#### AIM OF THE TASK:
The line with "negative clicks: (222, 113) (266, 123)" marks where to begin. Please copy it and each line after it to the end of the records below, exactly.
*** Opening EXCERPTED RECORDS ***
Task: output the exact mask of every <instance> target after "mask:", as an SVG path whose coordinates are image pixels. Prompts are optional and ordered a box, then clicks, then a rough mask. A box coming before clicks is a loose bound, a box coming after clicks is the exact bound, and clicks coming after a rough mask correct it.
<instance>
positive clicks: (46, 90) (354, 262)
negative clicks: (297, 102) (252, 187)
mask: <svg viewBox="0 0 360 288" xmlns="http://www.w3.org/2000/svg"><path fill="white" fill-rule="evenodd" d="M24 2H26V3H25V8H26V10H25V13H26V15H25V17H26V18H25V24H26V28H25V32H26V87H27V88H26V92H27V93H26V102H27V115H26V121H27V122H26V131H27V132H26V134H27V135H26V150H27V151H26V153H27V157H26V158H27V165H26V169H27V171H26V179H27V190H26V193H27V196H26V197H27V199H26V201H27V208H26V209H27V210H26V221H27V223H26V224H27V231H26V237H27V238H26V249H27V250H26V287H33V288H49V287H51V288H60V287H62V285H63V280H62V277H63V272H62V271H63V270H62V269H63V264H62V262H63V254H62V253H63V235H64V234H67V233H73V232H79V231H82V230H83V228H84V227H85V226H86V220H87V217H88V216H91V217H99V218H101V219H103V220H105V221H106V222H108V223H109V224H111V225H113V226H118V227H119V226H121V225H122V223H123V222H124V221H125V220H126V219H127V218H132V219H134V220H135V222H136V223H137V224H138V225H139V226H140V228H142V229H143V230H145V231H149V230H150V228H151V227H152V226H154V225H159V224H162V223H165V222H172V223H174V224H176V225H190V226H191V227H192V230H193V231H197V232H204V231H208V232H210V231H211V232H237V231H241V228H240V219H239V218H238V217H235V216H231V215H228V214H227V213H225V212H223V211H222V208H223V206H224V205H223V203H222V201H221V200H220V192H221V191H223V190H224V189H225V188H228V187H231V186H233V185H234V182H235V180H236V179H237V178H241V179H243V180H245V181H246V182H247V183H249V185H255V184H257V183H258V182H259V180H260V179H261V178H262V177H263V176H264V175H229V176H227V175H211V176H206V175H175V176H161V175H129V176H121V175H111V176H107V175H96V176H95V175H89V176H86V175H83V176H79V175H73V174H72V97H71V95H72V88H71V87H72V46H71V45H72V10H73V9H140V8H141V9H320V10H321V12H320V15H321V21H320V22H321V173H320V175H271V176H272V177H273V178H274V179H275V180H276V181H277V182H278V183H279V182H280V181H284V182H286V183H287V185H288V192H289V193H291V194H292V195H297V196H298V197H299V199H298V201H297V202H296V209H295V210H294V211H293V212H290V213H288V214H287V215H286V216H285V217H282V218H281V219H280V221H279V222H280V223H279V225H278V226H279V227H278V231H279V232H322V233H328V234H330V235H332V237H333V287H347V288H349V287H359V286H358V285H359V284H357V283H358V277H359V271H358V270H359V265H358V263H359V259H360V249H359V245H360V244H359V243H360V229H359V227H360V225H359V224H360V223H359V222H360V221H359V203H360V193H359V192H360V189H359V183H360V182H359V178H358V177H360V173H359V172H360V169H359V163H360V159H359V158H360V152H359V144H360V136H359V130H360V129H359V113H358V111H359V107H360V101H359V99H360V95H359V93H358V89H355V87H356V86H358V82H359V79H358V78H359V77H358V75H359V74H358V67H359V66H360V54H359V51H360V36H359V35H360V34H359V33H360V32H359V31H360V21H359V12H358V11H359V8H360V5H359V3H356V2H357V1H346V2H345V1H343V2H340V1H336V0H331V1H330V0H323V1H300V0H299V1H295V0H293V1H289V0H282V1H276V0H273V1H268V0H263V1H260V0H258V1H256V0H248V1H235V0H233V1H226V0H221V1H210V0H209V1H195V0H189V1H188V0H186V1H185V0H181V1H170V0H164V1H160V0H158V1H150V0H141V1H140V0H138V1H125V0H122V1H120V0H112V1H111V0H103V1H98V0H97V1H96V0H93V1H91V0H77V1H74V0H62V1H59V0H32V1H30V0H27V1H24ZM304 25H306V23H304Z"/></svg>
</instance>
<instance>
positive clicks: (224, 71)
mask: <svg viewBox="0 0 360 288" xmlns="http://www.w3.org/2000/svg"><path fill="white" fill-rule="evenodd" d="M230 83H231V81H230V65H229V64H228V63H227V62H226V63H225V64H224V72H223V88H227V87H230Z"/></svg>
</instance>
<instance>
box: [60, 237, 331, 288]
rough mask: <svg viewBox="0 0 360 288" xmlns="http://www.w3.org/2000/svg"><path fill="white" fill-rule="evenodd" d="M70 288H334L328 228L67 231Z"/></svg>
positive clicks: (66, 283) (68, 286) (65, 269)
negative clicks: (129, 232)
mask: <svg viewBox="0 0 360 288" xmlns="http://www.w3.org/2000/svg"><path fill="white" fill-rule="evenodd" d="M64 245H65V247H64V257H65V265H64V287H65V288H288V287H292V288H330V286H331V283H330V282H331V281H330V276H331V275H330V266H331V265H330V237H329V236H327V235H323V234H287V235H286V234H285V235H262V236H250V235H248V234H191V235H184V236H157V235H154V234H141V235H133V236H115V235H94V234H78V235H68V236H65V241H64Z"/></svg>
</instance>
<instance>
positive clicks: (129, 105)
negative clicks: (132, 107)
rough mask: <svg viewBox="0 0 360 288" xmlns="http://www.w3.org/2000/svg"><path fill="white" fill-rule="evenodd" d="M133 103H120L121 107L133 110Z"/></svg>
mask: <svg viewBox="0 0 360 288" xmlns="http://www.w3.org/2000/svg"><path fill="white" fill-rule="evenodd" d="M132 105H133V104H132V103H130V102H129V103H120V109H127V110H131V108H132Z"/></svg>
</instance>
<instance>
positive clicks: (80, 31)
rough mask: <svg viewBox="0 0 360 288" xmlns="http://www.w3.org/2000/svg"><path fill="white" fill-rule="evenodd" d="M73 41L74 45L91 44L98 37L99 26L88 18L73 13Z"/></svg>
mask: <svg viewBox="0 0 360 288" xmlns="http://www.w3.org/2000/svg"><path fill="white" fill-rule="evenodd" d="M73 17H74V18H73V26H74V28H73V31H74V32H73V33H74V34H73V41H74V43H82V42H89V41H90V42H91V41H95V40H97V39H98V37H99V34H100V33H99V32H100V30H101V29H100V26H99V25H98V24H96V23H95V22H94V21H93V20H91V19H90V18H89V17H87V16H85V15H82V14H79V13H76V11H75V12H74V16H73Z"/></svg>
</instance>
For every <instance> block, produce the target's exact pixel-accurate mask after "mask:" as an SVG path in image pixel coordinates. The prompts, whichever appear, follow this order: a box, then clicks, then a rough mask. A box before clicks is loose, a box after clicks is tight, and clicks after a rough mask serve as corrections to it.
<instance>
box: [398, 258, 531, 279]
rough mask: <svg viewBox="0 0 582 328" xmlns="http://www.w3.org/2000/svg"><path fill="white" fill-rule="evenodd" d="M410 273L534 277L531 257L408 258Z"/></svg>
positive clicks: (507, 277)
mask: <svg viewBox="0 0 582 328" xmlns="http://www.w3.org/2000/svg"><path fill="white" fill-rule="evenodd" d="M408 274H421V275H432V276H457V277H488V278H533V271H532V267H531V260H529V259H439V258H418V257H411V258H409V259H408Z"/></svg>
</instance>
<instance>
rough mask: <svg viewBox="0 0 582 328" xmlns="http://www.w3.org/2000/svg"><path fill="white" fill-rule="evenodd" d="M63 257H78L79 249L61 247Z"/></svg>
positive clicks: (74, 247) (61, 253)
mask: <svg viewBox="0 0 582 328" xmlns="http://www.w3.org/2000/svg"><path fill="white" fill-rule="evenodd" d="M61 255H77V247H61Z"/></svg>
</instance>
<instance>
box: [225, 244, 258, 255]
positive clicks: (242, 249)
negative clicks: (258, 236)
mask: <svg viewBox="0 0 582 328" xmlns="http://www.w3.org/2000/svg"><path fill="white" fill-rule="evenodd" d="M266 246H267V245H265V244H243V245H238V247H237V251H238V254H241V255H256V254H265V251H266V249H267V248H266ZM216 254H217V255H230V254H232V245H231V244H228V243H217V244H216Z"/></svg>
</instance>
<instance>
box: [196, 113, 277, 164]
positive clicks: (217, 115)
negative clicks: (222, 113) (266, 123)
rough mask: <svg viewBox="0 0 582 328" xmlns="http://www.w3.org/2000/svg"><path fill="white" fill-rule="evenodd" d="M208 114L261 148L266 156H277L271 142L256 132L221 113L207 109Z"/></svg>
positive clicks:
*** Closing EXCERPTED RECORDS ***
#### RESPONSE AREA:
negative clicks: (222, 113) (266, 123)
rough mask: <svg viewBox="0 0 582 328" xmlns="http://www.w3.org/2000/svg"><path fill="white" fill-rule="evenodd" d="M208 114L261 148L266 156H277L271 142L256 132L221 113L207 109Z"/></svg>
positive clicks:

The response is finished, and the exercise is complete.